■ Short exercise 1: From the article on the 2008 James Beard Book Awards picks, extract the passage starting at "First, we must" and ending at "cautiously, with Braker.".
■ Short exercise 2: In the article on the 2008 James Beard Book Awards picks, which book is named as the predicted winner in the Baking category?
■ Short exercise 3: Write what comes next in the article on the 2008 James Beard Book Awards picks, picking up after its final sentence.

■ Supplied passage:
Our Picks for the 2008 James Beard Book Awards

There's no denying 2008 was a great year for cookbooks, and there's stiff competition amongst the nominees for the James Beard Foundation's annual book awards across the board.

From Southern home-style to decadent avant garde, the main theme this year was innovation, both literary and culinary. The Foundation has some hard decisions to make, but in the meantime, here are our picks.

American Cooking

Arthur Schwartz's Jewish Home Cooking: Yiddish Recipes Revisited by Arthur Schwartz (Ten Speed Press) [buy it]
Cooking Up a Storm: Recipes Lost and Found from the Times-Picayune of New Orleans edited by Marcel Bienvenu and Judy Walker (Chronicle Books) [buy it]
Screen Doors and Sweet Tea: Recipes and Tales from a Southern Cook by Martha Hall Foose [buy it]

Bienvenu and Walker will almost certainly walk away with the medal out of this group. While Martha Hall Foose's treatise on the foods of her Dixie childhood would be a standout another year, it's hard to imagine anything other than the sentimental favorite taking the prize. Sure, you might call it post-Katrina guilt, but this is also a cookbook with a mission. As for Schwartz's offering — is it miscategorized? Why isn't he in direct competition with Jayne Cohen's Jewish Holiday Cooking, which was nominated for International Cooking? Whether or not Jewish food can be considered American cuisine is the subject of a different essay, but surely the Beard Foundation could've picked a category and stuck with it.

Predicted Winner: Cooking Up a Storm: Recipes Lost and Found from the Times-Picayune of New Orleans edited by Marcel Bienvenu and Judy Walker.

 

Baking

Bakewise: The Hows and Whys of Successful Baking by Shirley O. Corriher (Scribner) [buy it]
Baking for All Occasions: A Treasury of Recipes for Everyday Celebrations by Flo Braker (Chronicle Books) [buy it]
The Art and Soul of Baking by Cindy Murshat, Sur La Table (Andrews McMeel Publishing) [buy it]

First, we must call bullshit on the fact that Matt Lewis, Renata Poliafito and Tina Rupp's fantastic Baked: New Frontiers in Baking wasn't nominated. We know it won't boost sales as much as an actual Beard nom, but we definitely give that book the Eat me daily stamp of approval. As for the actual nominees, it won't be the gourmet retail chain's offering. Between the other two, it's a toss-up, although Corriher already has a Beard Award for Bakewise's predecessor, Cookwise. So we put our faith, cautiously, with Braker.

Predicted Winner: Baking for All Occasions: A Treasury of Recipes for Everyday Celebrations by Flo Braker.

 

Cooking from a Professional Point of View

Alinea by Grant Achatz (Achatz LLC/Ten Speed Press) [buy it]
The Big Fat Duck Cookbook by Heston Blumenthal (Bloomsbury USA) [buy it]
Under Pressure: Cooking Sous Vide by Thomas Keller (Artisan) [buy it]

All three candidates in this field are impressive, but we don't think it will go to Under Pressure — the title is too specific, and doesn't have the iconic potential of Keller's other books. The other two are both incredible and intense books, and while The Big Fat Duck is gorgeous, Alinea just flat-out has better writing.

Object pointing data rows

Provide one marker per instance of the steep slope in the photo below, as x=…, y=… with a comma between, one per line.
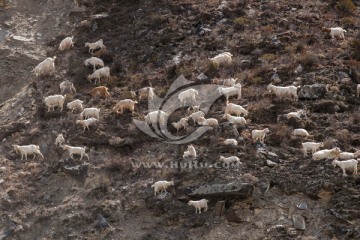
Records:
x=151, y=44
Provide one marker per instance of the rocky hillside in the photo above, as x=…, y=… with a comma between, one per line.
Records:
x=276, y=193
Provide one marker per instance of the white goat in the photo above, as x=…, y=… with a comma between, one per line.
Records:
x=230, y=141
x=161, y=185
x=221, y=58
x=182, y=123
x=230, y=82
x=348, y=155
x=60, y=140
x=155, y=117
x=188, y=94
x=45, y=67
x=259, y=134
x=300, y=132
x=76, y=150
x=95, y=45
x=348, y=164
x=336, y=32
x=27, y=149
x=196, y=116
x=231, y=91
x=66, y=43
x=55, y=101
x=232, y=108
x=284, y=92
x=67, y=85
x=90, y=112
x=313, y=146
x=86, y=123
x=95, y=62
x=230, y=159
x=208, y=122
x=100, y=73
x=327, y=153
x=199, y=205
x=296, y=114
x=235, y=120
x=125, y=104
x=190, y=153
x=76, y=104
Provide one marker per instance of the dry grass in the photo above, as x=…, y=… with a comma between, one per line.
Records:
x=345, y=7
x=309, y=61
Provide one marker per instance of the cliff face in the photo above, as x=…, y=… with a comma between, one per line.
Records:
x=275, y=193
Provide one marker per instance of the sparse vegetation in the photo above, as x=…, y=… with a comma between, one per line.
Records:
x=268, y=57
x=348, y=22
x=355, y=48
x=309, y=61
x=345, y=7
x=241, y=22
x=60, y=198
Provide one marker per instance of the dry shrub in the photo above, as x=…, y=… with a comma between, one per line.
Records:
x=269, y=57
x=279, y=135
x=241, y=22
x=309, y=61
x=260, y=113
x=345, y=7
x=348, y=22
x=114, y=165
x=97, y=181
x=344, y=137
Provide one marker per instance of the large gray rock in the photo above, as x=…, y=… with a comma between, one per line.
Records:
x=221, y=190
x=311, y=92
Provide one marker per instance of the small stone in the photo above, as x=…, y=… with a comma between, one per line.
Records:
x=299, y=69
x=299, y=222
x=302, y=206
x=270, y=163
x=202, y=77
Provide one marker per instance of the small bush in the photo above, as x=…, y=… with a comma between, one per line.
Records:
x=345, y=7
x=308, y=61
x=268, y=57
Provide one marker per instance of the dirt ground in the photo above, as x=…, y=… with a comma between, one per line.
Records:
x=152, y=43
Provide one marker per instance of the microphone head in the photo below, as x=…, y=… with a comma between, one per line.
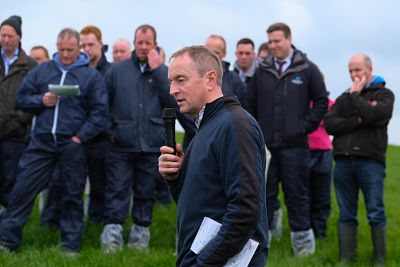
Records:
x=169, y=113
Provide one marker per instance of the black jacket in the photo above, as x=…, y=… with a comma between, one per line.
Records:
x=14, y=122
x=359, y=122
x=281, y=103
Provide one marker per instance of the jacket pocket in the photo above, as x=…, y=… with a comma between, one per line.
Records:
x=156, y=137
x=125, y=133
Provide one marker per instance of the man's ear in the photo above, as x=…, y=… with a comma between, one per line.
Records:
x=211, y=78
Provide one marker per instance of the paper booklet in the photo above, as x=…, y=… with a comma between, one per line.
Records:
x=64, y=89
x=208, y=230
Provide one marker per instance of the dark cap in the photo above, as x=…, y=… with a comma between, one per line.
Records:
x=15, y=22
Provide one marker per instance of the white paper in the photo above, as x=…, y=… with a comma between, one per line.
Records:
x=208, y=230
x=64, y=89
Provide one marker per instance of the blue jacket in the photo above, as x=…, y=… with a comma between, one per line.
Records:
x=137, y=101
x=223, y=178
x=84, y=115
x=281, y=103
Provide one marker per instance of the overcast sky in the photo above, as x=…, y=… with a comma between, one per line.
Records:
x=328, y=31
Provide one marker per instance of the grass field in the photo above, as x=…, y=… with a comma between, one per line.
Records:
x=40, y=246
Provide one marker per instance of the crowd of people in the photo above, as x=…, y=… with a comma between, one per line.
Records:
x=75, y=118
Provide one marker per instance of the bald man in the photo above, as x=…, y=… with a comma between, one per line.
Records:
x=358, y=121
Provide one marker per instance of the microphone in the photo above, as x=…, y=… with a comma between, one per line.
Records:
x=169, y=116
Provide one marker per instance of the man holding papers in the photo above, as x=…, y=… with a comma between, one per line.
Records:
x=222, y=174
x=60, y=126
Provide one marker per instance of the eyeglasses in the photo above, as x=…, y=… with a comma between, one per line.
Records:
x=241, y=53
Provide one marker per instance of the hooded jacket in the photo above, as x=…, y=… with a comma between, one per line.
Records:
x=280, y=103
x=137, y=100
x=223, y=178
x=84, y=116
x=14, y=122
x=358, y=122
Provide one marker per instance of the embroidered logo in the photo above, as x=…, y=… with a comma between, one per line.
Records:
x=297, y=80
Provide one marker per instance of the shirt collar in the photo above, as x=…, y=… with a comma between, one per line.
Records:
x=288, y=61
x=8, y=63
x=200, y=117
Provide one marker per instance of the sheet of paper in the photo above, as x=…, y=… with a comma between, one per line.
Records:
x=64, y=89
x=208, y=230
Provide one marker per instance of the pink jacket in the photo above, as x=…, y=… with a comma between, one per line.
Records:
x=319, y=139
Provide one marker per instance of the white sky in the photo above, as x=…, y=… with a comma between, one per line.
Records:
x=328, y=31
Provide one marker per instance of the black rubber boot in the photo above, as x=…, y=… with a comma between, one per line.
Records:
x=347, y=243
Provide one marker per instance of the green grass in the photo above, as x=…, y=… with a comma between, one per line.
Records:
x=40, y=246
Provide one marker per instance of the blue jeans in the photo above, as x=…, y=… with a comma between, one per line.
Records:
x=352, y=174
x=290, y=166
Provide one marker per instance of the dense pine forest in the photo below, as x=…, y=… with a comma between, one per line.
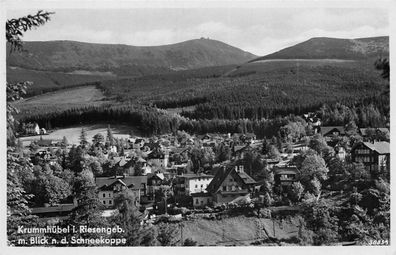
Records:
x=221, y=101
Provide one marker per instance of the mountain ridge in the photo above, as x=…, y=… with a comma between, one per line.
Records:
x=334, y=48
x=122, y=59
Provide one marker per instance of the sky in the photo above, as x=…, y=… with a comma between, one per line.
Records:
x=260, y=31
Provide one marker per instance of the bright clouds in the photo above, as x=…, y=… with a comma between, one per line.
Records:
x=260, y=30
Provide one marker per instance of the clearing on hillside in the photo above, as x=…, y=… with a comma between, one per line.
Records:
x=62, y=100
x=73, y=133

■ Reply 1:
First, we must call bullshit on the fact that Matt Lewis, Renata Poliafito and Tina Rupp's fantastic Baked: New Frontiers in Baking wasn't nominated. We know it won't boost sales as much as an actual Beard nom, but we definitely give that book the Eat me daily stamp of approval. As for the actual nominees, it won't be the gourmet retail chain's offering. Between the other two, it's a toss-up, although Corriher already has a Beard Award for Bakewise's predecessor, Cookwise. So we put our faith, cautiously, with Braker.

■ Reply 2: Baking for All Occasions: A Treasury of Recipes for Everyday Celebrations by Flo Braker.

■ Reply 3:
Predicted Winner: Alinea by Grant Achatz.

 

General Cooking

How to Cook Everything (Completely Revised Tenth Anniversary Edition) by Mark Bittman (John Wiley & Sons, Inc.) [buy it]
Martha Stewart Cooking School: Lessons and Recipes for the Home Cook by Martha Stewart with Sarah Carey (Clarkson Potter) [buy it]
The Bon Appetit Fast Easy Fresh Cookbook by Barbara Fairchild (John Wiley & Sons, Inc.) [buy it]

We're pulling for a Martha Stewart win, but we're worried this is just because we love her book on technique for home cooks too much. We have a sneaking suspicion the Foundation will view her as too much of a brand, and give it to one of the other finalists. If Bittman wins for How to Cook Everything again — he won for the title the year it first came out — we'll be pretty irritated, but what can we say? Some people just love Mark Bittman. Maybe it'll be an upset with Fast Easy Fresh?

Predicted Winner: Martha Stewart Cooking School: Lessons and Recipes for the Home Cook by Martha Stewart with Sarah Carey.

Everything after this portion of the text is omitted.